• **Task goal**
Update the records by changing every "lamp" to "light" and keeping everything else the same. Leave the pictures out of your answer.

-- start --

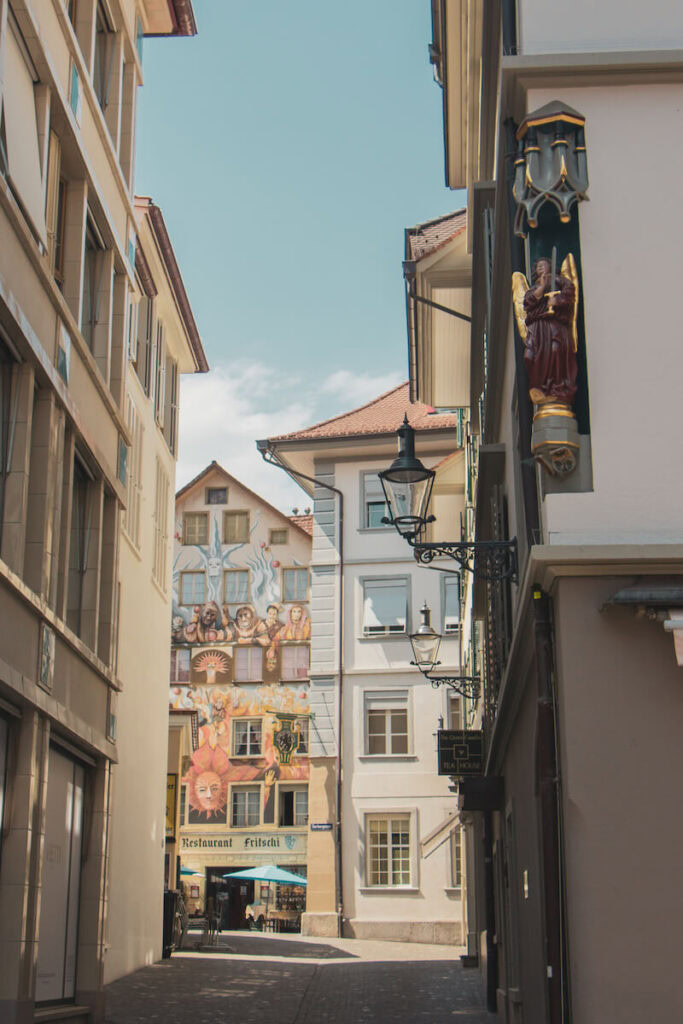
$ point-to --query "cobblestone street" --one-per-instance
(301, 981)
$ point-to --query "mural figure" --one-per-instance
(297, 626)
(207, 785)
(247, 627)
(273, 623)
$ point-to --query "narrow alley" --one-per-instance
(301, 981)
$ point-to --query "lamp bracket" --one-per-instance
(495, 560)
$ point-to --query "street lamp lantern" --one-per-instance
(426, 642)
(408, 486)
(425, 645)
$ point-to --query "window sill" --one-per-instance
(387, 890)
(387, 757)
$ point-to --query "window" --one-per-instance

-- end --

• **Full response**
$ point-to --query "cobblestone street" --one-per-instance
(301, 981)
$ point-to --query "mural figure" --one-per-instance
(297, 626)
(207, 785)
(247, 627)
(273, 623)
$ point-to --query "narrow alley" --one-per-instance
(301, 981)
$ point-to --query "light bracket" --one-per-instance
(495, 560)
$ point-to --query "street light lantern" --one-per-instance
(426, 642)
(408, 486)
(425, 645)
$ point-to --query "window sill" --one-per-instance
(387, 890)
(387, 757)
$ point-to --query "window" --one-per-instance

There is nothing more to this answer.